### Problem description
Who are the respondents named in the court ruling below, listed in their numbered order?

Martin Muthama,Joseph Mutua Kaindi & George Kiogora v Kenya Wool Investment Company Limited,Dopp Investments,National Lands Commission & Attorney General [2017] KEELC 2328 (KLR)
Full Case Text
REPUBLIC OF KENYA
IN THE ENVIRONMENT AND LAND COURT AT MOMBASA
ELC SUIT NO.258 OF 2016
MARTIN MUTHAMA……………….…………………..……1ST PLAINTIIFF
JOSEPH MUTUA KAINDI………………………………..….2ND PLAINTIFF
GEORGE KIOGORA………………………………………….3RD PLAINTIFF
VERSUS
KENYA WOOL INVESTMENT COMPANY LIMITED….1ST RESPONDENT
DOPP INVESTMENTS…………………………............2ND RESPONDENT
NATIONAL LANDS COMMISSION…………..........…..3RD RESPONDENT
HON. ATTORNEY GENERAL.....….…………..........…...4TH RESPONDENT
RULING
1. The Plaintiffs moved this court under Sections 1A, 1B, 2, 3, 3A and 63 of the Civil Procedure Act and Orders 40 and 51 of the Civil Procedure Rules seeking orders:
1. Spent
2. Spent
3. To constraint the Respondents jointly and severally by themselves and/or agents, employees, servants from selling/paying/interfering/developing/constructing and/or from any further dealing/transacting/interfering with the suit property being Land Reference No.1040/2 CR.21749 located South of Mazeras Township in Kwale County pending hearing and determination of the suit.
4. THAT the 3rd and 4th Respondents jointly and severally by themselves/agents/employees be restrained from making any compensation to the 2nd Respondent pending hearing and determination of the Application and the suit.
5. THAT the Land Registrar Mombasa be and/or is hereby directed and/or restrained from registering any transaction in respect of the Land Reference No.1040/2 CR.No.21759 pending hearing and determination of the Application and the suit.
6. THAT the court to declare the Plaintiff to have acquired proprietary interests in the property known as L.R No.1040/2 CR.21749 located at South of Mazeras Township in Kwale County.
7. THAT the Land Registrar be and/or is hereby directed/ordered to cancel the title deed registered in the names of Dopp Investments Limited and in the alternative the Plaintiff’s names be substituted in the land records as the owners of the property.
8. THAT the recommendations made by the 3rd Respondent to compensate the 2nd Respondent as the owner of the property be declared as null and void ab initio and in the alternative the Plaintiffs be adopted as the true parties to be compensated for the property by the 3rd Respondent.
9. THAT the 3rd Respondent be and/or is hereby directed/ordered to compensate the Plaintiffs for their property accordingly.
10. THAT the court be at liberty to grant any other order (s) it may deem fit in the circumstances.
11. THAT the costs of the Application be in the cause.
2. The Application is supported by the 9 grounds listed on the face of the Notice of Motion and the Affidavit Martin Muthama sworn on 13th September 2016. The Applicants aver that they are the legal and/or beneficial owners of the property known as Plot No.1040/2 CR.21749 situated in Mazeras Township, Kwale County, having purchased it from the 1st Respondent on 15th February 2002. The Applicants depose that sometime in the year 2016, they realized that the 2nd Respondent was claiming the same property. That the 3rd Respondent has acquired the said property for the construction of the Standard Gauge Railway project and has recommended payment of the sum of Kshs.667,903,887. 00 to the 2nd Respondent. It is the Plaintiffs’ contention that any compensation by the 3rd Respondent should go to them.

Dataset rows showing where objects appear
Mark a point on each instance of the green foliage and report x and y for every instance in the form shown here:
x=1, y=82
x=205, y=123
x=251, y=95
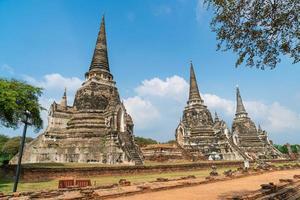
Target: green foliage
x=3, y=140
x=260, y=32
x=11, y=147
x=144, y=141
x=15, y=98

### Solution
1. Kenya Wool Investment Company Limited
2. Dopp Investments
3. National Lands Commission
4. Hon. Attorney General